### WHAT YOU SHOULD DO
The answer must be an exact copy of the listing below.

[Opening RECORD SET section]

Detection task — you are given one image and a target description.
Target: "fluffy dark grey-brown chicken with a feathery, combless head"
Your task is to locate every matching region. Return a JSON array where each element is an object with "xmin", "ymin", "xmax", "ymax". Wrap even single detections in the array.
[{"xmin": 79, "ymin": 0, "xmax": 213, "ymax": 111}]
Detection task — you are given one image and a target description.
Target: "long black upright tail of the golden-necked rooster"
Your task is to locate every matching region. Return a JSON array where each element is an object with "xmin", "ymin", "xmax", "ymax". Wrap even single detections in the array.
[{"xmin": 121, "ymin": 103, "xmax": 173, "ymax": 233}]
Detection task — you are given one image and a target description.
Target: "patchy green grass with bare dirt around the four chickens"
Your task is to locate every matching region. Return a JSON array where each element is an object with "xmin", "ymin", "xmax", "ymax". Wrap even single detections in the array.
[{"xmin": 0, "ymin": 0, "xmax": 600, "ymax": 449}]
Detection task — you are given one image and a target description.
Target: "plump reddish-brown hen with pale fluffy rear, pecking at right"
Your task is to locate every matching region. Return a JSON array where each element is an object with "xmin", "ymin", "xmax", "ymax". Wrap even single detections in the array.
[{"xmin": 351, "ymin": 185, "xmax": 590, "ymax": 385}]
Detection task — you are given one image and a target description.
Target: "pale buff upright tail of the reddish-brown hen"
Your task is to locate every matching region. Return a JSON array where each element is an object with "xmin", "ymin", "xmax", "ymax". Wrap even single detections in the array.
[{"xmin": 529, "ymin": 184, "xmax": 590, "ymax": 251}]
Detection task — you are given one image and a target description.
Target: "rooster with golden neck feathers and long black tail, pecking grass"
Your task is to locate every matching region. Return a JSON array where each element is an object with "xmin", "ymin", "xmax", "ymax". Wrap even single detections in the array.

[Closing RECORD SET section]

### EXERCISE ANSWER
Detection task — you are given one image and a target description.
Target: "fluffy dark grey-brown chicken with a feathery, combless head"
Your task is to locate every matching region. Return a JSON array where each element is an object with "xmin", "ymin", "xmax", "ymax". Wrap even single detections in the array.
[{"xmin": 79, "ymin": 0, "xmax": 213, "ymax": 111}]
Detection task — you are given one image and a target description.
Target: "long black upright tail of the golden-necked rooster"
Your task is to locate every matching region. Return a JSON array where each element is an object with "xmin", "ymin", "xmax", "ymax". Wrap even single detections in the array.
[{"xmin": 121, "ymin": 103, "xmax": 173, "ymax": 233}]
Detection task — you are given one image and a target description.
Target: "patchy green grass with bare dirt around the four chickens"
Your task is to locate every matching region. Return a JSON array where each element is an object with "xmin", "ymin", "xmax", "ymax". Wrap even single detections in the array.
[{"xmin": 0, "ymin": 0, "xmax": 600, "ymax": 449}]
Detection task — you are given one image and a target description.
Target: "plump reddish-brown hen with pale fluffy rear, pecking at right"
Your task is to locate every matching region. Return a JSON array where each element is an object with "xmin", "ymin", "xmax", "ymax". Wrap even single detections in the array.
[{"xmin": 351, "ymin": 185, "xmax": 590, "ymax": 385}]
Detection task — you are given one image and a target description.
Target: "pale buff upright tail of the reddish-brown hen"
Your task is to locate every matching region. Return a JSON array where each element is an object with "xmin", "ymin", "xmax", "ymax". Wrap even single detections in the array.
[{"xmin": 529, "ymin": 184, "xmax": 590, "ymax": 251}]
Detection task — you are given one image and a target description.
Target: "rooster with golden neck feathers and long black tail, pecking grass"
Your task is to locate every matching region. Return a JSON array where each element is an object with "xmin", "ymin", "xmax", "ymax". Wrap even single detections in the array.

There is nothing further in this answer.